• Consigne
Prenez la suite de l'entretien sur Al-Qaïda après sa dernière réplique, s'il vous plaît.

Les Grands de ce monde s'expriment dans

L'oeil d'Israël

Entretien avec Aharon Zeevi, Général de division par Uri Dan, Journaliste et écrivain israélien

n° 106 - Hiver 2005

Aharon Zeevi

Uri Dan - En votre qualité d'officier du renseignement depuis de longues années, que pouvez-vous dire d'Al-Qaïda ? Est-ce réellement une puissante organisation aux ramifications internationales ou est-ce, au moins partiellement, le fruit de l'imagination de journalistes et d'hommes politiques en mal de sensationnel ?
Aharon Ze'evi - Al-Qaïda a subi plusieurs métamorphoses. Dans les années 1980, l'organisation établit son lien le plus solide avec un groupe afghan, très aguerri dans la lutte contre les Soviétiques, et qui devient son bras opérationnel. La seconde phase critique dans le développement d'Al-Qaïda intervient en janvier 2001 lorsqu'il s'unit au Jihad égyptien et prend le nom de Qaïdat al-Jihad. Le numéro un de l'organisation égyptienne, Ha'iman al-Zouhari, devient alors le numéro deux d'Al-Qaïda.
U. D. - L'est-il encore ?

• Données fournies
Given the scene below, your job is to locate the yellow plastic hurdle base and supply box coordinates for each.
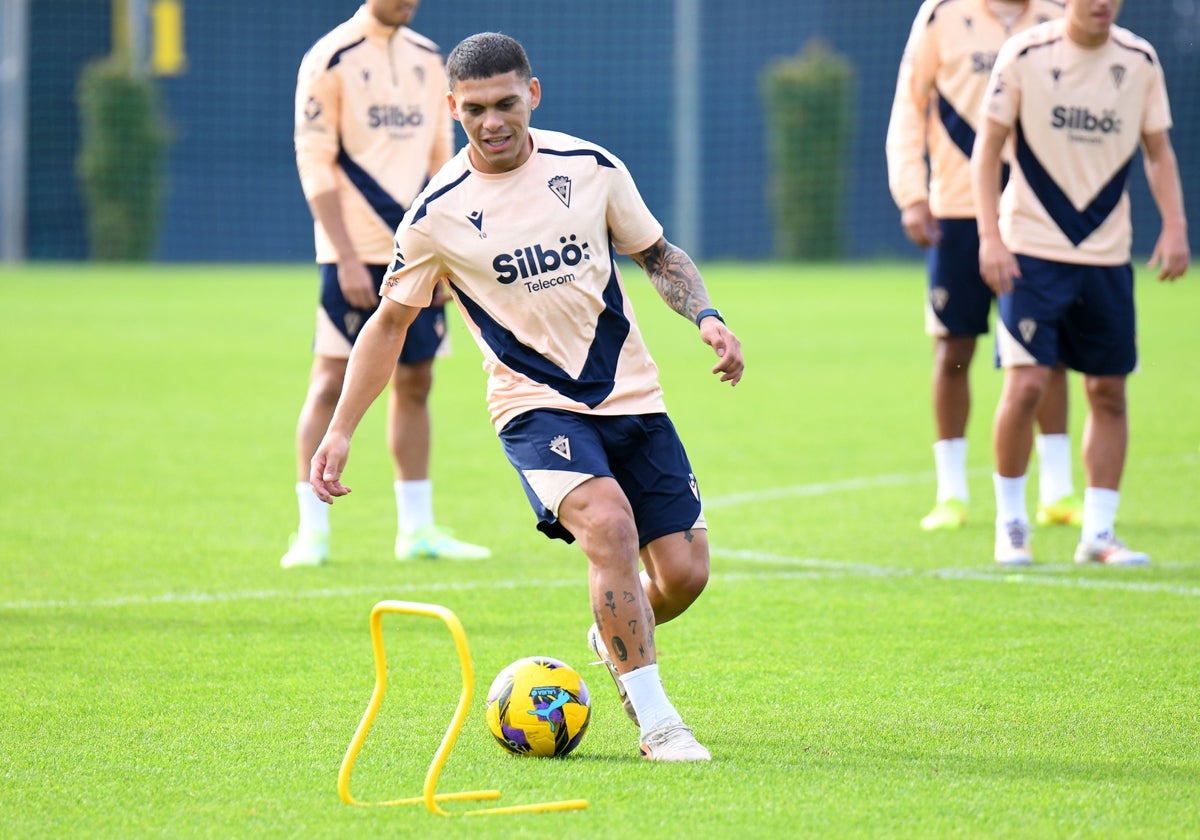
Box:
[337,601,588,817]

• Corrigé
A. Z. - Oui. L'autre développement significatif survient en septembre 2004, lorsque Abou Moussab al-Zarkaoui, un sunnite palestinien originaire de Zarka en Jordanie, prend en Irak la tête de la lutte contre les Américains. Depuis la chute de l'Afghanistan, Al-Qaïda s'est fragmenté en plusieurs réseaux de cellules qui partagent la même vision du monde. Il y a le réseau bien connu de la Jamiya Islamiya en Asie du Sud-Ouest ; le réseau de Zarkaoui en Irak ; le réseau nord-africain dont le centre est établi au Soudan ; le réseau de Nabakhan dans la corne de l'Afrique, qui a organisé l'attentat de Mombasa contre un avion d'El Al fin 2002 (2) ; un réseau algérien et un réseau tchétchène. Bien entendu, des résidus du Qaïdat al-Jihad sont disséminés sur un territoire de 50 à 100 kilomètres de long à la frontière pakistano-afghane. C'est là que se cachent, probablement dans des grottes, Ben Laden, Al-Zouhari et d'autres. Ces gens sont toujours actifs et s'expriment sur leurs sites Internet. Ces sites proposent des forums de discussion où l'on peut interroger des docteurs de la foi sur divers sujets. Par exemple, à la question de savoir si l'utilisation d'une arme non conventionnelle pour tuer dix millions d'êtres humains est autorisée, sachant qu'il y aurait des musulmans parmi eux, la réponse est " oui ".
U. D. - À quelle date est tombée cette réponse ?
A. Z. - Il y a environ six mois.
U. D. - D'où provenait la question ?
A. Z. - Des internautes musulmans consultent les sites d'Al-Qaïda et des experts en religion leur répondent.
U. D. - Qui sont ces experts et peut-on les localiser ?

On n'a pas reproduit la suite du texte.